● **What to do**:
Format the lines below as a numbered list, from the first one through the line containing "409], [272, 395]]", both included. Skip blank lines and leave out the pictures.

● **Material for this task**:

%%

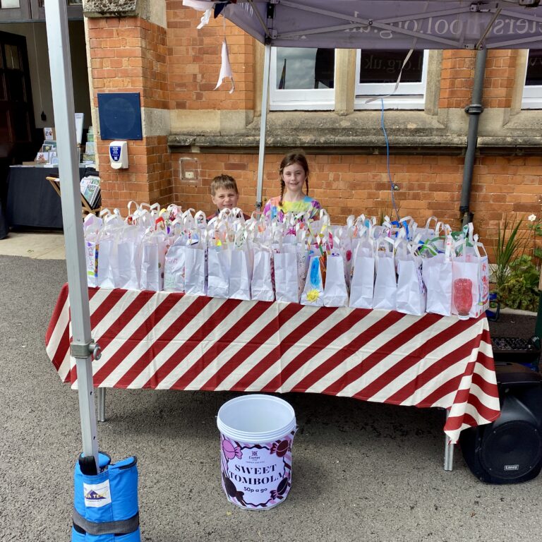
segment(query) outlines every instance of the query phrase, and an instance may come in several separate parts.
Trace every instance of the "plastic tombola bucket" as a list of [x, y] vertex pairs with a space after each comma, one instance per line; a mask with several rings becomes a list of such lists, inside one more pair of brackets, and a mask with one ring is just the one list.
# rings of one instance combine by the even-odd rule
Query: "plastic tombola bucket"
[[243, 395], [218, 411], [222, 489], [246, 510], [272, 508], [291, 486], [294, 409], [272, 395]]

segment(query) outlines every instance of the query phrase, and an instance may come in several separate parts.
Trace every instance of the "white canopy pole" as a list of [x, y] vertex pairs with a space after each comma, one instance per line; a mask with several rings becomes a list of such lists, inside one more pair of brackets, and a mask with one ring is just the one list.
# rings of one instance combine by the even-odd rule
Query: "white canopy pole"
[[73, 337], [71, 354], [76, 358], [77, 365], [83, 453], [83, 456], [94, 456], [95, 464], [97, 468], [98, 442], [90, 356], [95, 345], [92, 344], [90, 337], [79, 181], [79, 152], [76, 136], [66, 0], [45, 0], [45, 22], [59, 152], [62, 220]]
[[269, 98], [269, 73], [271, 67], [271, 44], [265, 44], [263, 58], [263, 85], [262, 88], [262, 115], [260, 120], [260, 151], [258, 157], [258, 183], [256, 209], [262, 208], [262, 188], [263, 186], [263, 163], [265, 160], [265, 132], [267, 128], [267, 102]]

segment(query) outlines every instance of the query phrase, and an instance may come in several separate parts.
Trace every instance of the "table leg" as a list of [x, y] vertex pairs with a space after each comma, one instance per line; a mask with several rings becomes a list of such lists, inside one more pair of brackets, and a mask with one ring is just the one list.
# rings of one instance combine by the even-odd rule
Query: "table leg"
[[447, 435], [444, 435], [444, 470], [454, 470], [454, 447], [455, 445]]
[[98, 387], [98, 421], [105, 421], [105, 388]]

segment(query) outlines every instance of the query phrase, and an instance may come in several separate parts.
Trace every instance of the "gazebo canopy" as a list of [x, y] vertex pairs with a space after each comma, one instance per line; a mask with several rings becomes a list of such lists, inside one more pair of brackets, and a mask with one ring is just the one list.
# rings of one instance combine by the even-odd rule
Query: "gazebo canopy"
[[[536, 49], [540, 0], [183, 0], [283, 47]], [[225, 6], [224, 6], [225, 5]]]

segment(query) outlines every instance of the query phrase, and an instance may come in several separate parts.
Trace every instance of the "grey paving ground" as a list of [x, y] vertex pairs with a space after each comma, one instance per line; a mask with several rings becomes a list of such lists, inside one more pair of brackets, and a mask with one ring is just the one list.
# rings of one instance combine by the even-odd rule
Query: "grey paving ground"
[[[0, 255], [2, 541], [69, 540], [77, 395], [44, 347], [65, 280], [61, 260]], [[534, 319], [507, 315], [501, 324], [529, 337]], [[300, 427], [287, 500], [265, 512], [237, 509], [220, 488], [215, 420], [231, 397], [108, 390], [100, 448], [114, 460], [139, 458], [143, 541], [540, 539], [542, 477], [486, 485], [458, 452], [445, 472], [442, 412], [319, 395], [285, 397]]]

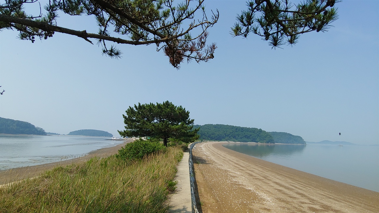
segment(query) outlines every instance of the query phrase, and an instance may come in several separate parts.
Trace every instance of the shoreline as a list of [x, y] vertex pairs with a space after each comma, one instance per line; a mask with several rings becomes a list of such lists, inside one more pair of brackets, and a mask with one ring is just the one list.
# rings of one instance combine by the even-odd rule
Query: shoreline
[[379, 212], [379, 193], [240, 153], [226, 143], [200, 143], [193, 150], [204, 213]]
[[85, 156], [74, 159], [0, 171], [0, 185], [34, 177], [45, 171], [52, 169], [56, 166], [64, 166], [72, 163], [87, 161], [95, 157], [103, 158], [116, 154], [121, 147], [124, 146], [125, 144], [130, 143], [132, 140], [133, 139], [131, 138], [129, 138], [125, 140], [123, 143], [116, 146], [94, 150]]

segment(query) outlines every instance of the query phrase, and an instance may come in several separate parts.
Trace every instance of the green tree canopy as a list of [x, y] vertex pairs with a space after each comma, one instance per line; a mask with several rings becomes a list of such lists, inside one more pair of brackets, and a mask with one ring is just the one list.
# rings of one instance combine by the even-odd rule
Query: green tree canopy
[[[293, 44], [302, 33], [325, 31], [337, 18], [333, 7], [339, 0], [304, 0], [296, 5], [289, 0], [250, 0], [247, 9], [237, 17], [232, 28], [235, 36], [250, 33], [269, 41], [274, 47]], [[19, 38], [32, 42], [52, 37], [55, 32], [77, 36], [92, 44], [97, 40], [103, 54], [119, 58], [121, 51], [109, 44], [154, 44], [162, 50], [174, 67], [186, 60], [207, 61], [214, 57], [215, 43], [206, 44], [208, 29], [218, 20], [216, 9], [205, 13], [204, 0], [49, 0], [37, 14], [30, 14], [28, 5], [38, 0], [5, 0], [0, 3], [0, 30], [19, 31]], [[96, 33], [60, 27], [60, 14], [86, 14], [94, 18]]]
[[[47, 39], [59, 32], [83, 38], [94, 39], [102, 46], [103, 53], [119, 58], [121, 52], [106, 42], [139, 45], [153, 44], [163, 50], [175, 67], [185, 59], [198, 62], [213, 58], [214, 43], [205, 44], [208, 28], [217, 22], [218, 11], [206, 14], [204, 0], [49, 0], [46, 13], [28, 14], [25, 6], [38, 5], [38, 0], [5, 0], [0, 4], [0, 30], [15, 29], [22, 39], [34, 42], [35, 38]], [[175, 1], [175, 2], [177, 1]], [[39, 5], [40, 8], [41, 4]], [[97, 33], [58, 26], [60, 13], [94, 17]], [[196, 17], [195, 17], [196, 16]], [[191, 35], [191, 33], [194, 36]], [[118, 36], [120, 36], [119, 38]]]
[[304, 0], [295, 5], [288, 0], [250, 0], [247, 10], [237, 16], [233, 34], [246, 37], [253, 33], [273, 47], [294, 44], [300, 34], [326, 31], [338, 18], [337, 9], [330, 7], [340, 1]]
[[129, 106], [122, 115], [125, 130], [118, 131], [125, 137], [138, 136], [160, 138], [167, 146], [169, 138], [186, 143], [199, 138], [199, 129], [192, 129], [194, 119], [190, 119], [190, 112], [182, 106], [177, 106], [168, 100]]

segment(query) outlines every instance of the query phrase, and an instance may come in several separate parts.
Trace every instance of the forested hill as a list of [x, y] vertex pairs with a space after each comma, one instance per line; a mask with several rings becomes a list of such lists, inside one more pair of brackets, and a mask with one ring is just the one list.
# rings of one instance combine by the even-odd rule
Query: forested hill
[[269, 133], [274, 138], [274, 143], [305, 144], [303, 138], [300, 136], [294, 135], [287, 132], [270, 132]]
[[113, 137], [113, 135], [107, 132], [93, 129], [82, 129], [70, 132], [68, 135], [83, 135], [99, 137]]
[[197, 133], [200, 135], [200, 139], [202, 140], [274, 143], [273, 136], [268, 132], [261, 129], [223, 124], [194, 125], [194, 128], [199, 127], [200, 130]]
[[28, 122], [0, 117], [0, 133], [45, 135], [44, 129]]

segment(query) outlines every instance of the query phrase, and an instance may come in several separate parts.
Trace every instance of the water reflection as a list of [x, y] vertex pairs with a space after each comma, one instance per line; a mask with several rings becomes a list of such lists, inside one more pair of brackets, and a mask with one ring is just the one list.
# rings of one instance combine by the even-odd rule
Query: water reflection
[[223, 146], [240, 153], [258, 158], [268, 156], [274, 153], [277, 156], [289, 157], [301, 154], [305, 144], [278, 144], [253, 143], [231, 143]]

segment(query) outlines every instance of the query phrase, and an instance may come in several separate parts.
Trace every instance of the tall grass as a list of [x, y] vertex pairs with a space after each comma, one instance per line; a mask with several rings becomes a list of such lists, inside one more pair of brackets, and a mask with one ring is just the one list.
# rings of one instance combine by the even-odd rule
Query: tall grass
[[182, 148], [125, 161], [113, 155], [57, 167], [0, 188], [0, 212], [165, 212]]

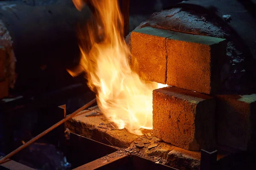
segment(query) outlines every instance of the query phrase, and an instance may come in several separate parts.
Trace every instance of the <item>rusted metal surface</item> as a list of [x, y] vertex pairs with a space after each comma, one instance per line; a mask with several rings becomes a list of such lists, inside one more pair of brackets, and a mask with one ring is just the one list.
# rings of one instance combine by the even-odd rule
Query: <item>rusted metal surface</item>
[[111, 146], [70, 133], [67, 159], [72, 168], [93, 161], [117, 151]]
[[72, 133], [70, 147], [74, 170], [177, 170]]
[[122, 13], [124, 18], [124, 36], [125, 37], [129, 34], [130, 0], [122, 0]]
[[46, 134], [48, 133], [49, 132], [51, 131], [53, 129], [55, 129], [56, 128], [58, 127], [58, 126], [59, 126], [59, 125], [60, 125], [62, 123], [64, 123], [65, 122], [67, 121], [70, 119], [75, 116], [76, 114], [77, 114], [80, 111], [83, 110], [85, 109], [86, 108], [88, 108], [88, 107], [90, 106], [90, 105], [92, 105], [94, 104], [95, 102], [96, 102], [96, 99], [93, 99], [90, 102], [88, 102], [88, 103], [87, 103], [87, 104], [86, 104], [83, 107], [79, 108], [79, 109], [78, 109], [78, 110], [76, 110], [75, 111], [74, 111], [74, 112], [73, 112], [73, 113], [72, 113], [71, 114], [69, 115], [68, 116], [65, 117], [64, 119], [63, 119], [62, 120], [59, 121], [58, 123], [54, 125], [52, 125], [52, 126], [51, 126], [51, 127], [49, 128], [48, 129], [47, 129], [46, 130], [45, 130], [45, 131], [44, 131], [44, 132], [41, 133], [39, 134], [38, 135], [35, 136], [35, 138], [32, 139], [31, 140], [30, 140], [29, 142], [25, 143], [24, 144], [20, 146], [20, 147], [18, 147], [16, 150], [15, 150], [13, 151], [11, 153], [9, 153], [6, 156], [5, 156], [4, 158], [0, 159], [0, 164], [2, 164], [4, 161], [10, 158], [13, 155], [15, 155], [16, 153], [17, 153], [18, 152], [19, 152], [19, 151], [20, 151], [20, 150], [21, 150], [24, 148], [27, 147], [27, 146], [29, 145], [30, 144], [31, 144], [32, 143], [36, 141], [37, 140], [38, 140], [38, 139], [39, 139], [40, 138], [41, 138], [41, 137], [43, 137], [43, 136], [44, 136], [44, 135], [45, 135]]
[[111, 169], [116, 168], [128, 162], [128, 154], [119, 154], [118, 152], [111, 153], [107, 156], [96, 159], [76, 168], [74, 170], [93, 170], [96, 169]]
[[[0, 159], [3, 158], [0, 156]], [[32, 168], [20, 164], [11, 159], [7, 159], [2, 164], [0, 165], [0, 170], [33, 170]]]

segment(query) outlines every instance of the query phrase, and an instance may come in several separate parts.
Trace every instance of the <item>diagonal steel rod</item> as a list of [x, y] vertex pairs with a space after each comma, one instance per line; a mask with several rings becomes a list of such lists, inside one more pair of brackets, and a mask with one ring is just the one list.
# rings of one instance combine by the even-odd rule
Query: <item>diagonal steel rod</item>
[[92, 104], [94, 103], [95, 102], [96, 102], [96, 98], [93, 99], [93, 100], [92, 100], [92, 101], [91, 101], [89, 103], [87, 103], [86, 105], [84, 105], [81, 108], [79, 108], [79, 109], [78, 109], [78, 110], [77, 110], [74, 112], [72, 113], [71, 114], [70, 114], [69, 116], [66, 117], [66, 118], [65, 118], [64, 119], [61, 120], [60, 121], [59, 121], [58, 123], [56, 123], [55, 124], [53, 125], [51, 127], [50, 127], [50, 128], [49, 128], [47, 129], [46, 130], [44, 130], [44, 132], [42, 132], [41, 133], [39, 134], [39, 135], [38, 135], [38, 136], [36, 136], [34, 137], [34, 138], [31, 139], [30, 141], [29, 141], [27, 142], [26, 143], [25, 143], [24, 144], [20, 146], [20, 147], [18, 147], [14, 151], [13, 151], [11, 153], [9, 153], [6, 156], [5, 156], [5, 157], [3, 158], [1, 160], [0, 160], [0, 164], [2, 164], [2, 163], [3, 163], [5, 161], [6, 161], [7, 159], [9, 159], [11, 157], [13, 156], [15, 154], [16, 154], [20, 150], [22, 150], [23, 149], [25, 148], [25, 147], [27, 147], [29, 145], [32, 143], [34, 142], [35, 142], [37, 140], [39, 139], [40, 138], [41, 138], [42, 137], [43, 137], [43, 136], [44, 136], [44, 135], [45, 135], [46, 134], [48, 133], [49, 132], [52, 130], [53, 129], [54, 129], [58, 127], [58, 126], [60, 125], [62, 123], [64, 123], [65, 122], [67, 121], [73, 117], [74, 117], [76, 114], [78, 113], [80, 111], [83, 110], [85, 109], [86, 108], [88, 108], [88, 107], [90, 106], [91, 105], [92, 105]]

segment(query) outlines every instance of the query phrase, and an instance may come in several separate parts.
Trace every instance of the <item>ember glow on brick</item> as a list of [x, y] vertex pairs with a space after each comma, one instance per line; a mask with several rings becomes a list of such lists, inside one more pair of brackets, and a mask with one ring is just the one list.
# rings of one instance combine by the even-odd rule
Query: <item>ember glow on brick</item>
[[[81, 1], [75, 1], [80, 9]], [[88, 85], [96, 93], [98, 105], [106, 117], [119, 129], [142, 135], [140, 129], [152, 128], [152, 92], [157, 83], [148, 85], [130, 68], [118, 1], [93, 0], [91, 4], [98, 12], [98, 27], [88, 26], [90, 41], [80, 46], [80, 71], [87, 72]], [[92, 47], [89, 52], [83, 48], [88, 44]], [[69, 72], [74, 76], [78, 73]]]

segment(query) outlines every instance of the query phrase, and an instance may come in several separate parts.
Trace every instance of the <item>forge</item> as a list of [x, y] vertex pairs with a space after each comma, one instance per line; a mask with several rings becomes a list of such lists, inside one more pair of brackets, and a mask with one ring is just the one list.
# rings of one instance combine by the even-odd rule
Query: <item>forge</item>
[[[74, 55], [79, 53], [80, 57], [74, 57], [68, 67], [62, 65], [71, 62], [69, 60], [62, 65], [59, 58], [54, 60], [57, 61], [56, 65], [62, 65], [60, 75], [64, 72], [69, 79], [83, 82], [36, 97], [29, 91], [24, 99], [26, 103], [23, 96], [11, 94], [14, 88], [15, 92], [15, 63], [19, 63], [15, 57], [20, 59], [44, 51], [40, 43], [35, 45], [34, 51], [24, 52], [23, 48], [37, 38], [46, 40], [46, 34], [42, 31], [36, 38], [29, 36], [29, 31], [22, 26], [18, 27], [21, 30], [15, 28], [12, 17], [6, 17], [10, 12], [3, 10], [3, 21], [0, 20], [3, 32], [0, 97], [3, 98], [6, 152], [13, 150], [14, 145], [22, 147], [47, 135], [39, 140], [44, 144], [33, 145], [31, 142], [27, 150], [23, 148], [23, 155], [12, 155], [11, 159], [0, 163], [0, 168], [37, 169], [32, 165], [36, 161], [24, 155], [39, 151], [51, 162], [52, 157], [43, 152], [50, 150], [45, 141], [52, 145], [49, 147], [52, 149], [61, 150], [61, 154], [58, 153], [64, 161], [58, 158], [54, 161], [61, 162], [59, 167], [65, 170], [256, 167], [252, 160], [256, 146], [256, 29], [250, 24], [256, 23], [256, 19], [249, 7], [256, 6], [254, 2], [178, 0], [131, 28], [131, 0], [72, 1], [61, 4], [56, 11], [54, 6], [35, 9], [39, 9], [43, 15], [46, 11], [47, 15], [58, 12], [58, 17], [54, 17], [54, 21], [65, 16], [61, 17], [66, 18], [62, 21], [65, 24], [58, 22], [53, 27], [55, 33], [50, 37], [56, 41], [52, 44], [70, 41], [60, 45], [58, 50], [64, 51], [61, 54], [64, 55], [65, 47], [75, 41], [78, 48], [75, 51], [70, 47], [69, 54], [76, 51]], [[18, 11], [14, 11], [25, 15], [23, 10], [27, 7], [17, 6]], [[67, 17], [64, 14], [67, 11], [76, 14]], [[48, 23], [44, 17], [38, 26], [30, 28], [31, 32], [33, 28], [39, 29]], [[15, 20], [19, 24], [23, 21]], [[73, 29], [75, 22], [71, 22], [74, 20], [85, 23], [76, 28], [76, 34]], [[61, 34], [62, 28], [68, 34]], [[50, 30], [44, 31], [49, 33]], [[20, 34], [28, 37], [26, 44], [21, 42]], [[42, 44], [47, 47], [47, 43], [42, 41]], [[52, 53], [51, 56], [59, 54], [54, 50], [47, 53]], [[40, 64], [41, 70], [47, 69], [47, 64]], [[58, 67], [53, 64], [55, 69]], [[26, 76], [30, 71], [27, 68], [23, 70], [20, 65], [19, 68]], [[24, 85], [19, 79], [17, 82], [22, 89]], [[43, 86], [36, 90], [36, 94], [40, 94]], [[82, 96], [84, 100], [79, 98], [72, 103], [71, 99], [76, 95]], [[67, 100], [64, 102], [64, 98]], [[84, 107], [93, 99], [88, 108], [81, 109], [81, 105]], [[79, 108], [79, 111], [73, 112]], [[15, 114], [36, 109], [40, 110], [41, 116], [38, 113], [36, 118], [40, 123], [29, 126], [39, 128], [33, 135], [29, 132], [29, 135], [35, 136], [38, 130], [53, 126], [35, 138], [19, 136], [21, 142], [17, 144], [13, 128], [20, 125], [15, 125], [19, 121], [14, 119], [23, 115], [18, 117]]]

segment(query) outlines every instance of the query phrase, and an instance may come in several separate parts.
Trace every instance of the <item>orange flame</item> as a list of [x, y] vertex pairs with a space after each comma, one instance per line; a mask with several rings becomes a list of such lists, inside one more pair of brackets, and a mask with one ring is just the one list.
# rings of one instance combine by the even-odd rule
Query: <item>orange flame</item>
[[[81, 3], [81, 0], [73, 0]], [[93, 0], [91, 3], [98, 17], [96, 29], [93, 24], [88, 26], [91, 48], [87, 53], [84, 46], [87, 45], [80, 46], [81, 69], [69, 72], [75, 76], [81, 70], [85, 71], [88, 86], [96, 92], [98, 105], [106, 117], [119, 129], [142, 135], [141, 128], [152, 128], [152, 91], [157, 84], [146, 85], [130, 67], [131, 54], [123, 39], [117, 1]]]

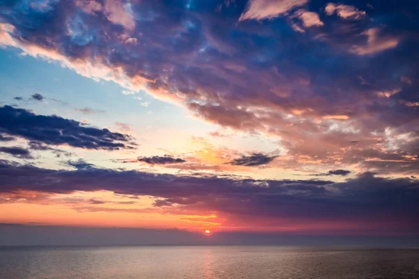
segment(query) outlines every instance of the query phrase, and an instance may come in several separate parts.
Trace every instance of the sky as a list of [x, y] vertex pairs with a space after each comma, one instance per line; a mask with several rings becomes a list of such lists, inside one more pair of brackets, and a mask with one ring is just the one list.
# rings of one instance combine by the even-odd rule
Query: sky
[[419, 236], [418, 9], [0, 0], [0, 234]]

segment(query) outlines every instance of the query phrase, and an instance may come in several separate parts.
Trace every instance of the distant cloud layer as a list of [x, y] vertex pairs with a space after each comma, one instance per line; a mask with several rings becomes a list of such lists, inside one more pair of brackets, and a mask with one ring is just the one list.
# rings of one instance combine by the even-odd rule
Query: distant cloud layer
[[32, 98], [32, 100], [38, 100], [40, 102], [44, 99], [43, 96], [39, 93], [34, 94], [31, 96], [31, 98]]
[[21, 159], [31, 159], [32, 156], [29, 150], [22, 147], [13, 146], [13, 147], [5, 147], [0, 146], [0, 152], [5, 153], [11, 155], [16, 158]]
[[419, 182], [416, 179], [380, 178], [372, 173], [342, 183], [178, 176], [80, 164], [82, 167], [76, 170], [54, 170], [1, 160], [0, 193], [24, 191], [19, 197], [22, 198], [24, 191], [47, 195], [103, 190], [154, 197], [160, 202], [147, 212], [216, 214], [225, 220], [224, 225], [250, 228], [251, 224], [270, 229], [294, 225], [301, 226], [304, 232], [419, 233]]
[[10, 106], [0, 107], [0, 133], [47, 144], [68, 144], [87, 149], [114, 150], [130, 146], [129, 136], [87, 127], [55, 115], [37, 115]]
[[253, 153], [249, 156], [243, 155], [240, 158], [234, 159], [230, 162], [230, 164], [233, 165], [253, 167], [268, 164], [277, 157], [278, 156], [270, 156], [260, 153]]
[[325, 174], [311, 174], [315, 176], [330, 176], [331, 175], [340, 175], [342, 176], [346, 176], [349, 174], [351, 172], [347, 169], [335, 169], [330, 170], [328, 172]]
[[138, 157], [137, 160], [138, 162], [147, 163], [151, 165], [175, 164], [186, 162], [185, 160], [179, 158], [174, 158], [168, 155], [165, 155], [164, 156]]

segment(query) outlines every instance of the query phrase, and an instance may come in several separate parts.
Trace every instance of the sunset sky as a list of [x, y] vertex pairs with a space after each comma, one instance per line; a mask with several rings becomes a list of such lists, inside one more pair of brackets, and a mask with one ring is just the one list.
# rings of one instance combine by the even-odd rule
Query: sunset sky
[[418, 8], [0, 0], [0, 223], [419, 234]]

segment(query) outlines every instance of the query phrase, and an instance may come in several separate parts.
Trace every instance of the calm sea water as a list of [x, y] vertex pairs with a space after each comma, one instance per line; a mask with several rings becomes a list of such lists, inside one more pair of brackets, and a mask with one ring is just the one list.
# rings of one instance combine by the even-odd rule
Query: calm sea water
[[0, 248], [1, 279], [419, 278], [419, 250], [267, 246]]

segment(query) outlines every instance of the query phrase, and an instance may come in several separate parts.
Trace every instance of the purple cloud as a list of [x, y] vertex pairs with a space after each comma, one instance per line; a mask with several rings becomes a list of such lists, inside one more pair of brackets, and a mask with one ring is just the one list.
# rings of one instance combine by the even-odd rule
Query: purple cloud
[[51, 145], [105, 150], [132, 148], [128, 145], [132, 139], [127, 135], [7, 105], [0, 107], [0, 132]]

%%

● **Task response**:
1. segment(query) outlines every instance of the query phrase, and an instance may come in several separate parts.
2. Trace every instance of the "plastic tombola bucket" as a list of [x, y] vertex pairs with a space after each comma, one instance per line; a mask with several rings becomes a list of such lists, inside one more pair of brackets, and a mask with one ring is just the one list.
3. # rings of one instance combine by the even-odd rule
4. Query: "plastic tombola bucket"
5. [[243, 395], [218, 411], [222, 489], [246, 510], [272, 508], [291, 486], [294, 409], [272, 395]]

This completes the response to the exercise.